··· Entries provided ···

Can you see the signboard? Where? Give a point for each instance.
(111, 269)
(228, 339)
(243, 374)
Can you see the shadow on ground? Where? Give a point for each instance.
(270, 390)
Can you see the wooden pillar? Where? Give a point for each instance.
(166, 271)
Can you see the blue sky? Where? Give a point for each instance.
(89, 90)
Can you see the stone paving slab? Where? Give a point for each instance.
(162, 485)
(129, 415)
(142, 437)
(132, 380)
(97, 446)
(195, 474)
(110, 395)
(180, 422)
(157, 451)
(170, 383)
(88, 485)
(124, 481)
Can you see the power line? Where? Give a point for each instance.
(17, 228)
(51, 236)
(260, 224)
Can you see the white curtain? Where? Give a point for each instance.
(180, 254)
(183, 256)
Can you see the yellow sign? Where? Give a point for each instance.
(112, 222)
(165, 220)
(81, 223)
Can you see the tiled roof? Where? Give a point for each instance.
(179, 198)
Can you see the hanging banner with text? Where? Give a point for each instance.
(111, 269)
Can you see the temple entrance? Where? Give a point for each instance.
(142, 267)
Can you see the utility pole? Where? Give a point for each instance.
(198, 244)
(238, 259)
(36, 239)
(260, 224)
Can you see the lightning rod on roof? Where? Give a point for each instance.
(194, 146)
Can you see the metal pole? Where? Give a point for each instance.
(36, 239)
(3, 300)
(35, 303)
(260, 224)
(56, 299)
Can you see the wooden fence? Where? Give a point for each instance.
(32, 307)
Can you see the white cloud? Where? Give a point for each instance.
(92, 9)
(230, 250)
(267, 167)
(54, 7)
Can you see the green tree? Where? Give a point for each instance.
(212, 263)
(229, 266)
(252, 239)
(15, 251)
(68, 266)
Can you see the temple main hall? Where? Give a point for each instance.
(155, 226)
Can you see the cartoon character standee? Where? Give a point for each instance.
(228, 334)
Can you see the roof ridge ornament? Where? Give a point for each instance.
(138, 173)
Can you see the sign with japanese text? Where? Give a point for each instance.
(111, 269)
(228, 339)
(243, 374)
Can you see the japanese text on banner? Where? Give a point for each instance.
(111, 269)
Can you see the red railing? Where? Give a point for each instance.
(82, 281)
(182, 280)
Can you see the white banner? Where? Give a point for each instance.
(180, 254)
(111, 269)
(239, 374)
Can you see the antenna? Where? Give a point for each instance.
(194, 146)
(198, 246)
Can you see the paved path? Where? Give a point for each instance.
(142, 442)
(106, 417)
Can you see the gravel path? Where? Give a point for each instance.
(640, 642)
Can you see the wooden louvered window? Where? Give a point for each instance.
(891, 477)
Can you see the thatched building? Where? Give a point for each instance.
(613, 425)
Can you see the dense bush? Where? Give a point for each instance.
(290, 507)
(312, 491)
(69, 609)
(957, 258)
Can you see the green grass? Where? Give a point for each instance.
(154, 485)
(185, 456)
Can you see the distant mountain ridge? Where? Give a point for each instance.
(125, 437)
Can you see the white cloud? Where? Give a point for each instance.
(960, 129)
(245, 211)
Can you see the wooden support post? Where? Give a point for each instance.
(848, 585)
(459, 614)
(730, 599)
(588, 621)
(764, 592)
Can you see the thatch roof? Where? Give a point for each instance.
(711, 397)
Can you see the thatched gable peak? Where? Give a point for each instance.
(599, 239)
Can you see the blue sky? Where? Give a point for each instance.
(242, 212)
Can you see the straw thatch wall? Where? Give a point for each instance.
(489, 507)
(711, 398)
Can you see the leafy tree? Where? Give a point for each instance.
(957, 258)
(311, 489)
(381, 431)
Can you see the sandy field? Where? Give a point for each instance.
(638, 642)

···

> [Written instruction]:
Without omitting anything, output the entries exactly.

> [Answer to the exercise]:
Can you see the signboard? Where? Give a point for each instance.
(111, 269)
(228, 339)
(243, 374)
Can you see the shadow on ground? Where? Give a point for each instance.
(270, 390)
Can you see the wooden pillar? Where? Give a point for each instance.
(166, 271)
Can you see the blue sky? Where? Give a point for each instance.
(89, 90)
Can you see the stone paving slab? Where? Give a point for each instance.
(162, 485)
(129, 415)
(142, 437)
(132, 380)
(97, 446)
(195, 474)
(110, 395)
(180, 422)
(157, 451)
(170, 383)
(88, 485)
(124, 481)
Can you see the power line? Where? Give a point for each instance.
(17, 228)
(51, 236)
(260, 224)
Can you see the white curtain? Where? Give a point for each instance.
(180, 254)
(183, 256)
Can you see the yellow sign? Where? Give a point for each instance.
(112, 222)
(165, 220)
(81, 223)
Can you see the tiled roof? Where? Give a point for each instance.
(179, 198)
Can you see the hanging banner with text? Where? Give a point for each instance.
(111, 269)
Can you see the temple entrance? Where? Give a point for each instance.
(142, 267)
Can you see the utility pole? Where? Give a point for each instance.
(198, 244)
(238, 259)
(36, 239)
(260, 224)
Can you see the lightning rod on roof? Where? Give a point for each instance.
(194, 146)
Can you see the metal pole? Where? Give a point for each instance.
(36, 239)
(3, 300)
(35, 303)
(260, 224)
(56, 299)
Can you see the wooden fence? Where? Give a point for each instance.
(32, 307)
Can you see the white cloud? Where? Give a point for each instance.
(92, 9)
(230, 250)
(267, 167)
(54, 7)
Can you see the green tree? Where? Give a point for each instance.
(212, 263)
(229, 266)
(252, 239)
(15, 251)
(68, 266)
Can you see the temple main hall? Where? Give a point for each instance.
(155, 226)
Can you see the cartoon character standee? Where? Give a point for each instance.
(228, 334)
Can you see the roof ridge ornament? Where? Give a point for each instance.
(138, 173)
Can you see the sign with japanese text? Where? Give a point for each instance.
(111, 269)
(228, 339)
(243, 374)
Can you see the japanese text on banner? Where? Give a point for each instance.
(111, 269)
Can you see the red railing? Where? Give a point for each instance.
(82, 281)
(182, 280)
Can you see the white banner? Where? Give a point for each instance.
(180, 254)
(111, 269)
(239, 374)
Can you see the antenna? Where? Give a point for each instance.
(194, 146)
(198, 246)
Can you see the paved path? Where? Give a point for each instance.
(142, 442)
(106, 417)
Can you see the gravel path? Where? Give a point for each instance.
(640, 642)
Can you see the wooden louvered window? Where? Give a point for each instance.
(891, 477)
Can you see the thatched building? Where? Give a point for each instance.
(613, 425)
Can you see the dense bush? Where? Give a point for each instance.
(290, 507)
(312, 491)
(69, 609)
(957, 258)
Can you see the green grass? Where? Give a point for each instance.
(154, 485)
(185, 456)
Can you see the distant mountain ridge? Where? Give a point for each instance.
(125, 437)
Can you see the white cloud? Where? Give a point for each instance.
(960, 129)
(245, 211)
Can you see the wooden support post? Where? Give a point for each instance.
(848, 585)
(459, 614)
(730, 599)
(588, 621)
(764, 592)
Can you see the thatch roof? Where? Give a point for each instance.
(711, 397)
Can you see the thatched gable peak? Where? Give a point for each instance.
(599, 239)
Can you see the blue sky? Where? Give a point for each instance.
(242, 212)
Can you see the straw thatch wall? Where? Give a point for each instance.
(489, 507)
(711, 398)
Can you see the leafy tree? Where? Give a point for each instance.
(957, 258)
(311, 489)
(381, 431)
Can you see the sandy field? Where? Give a point for each instance.
(638, 642)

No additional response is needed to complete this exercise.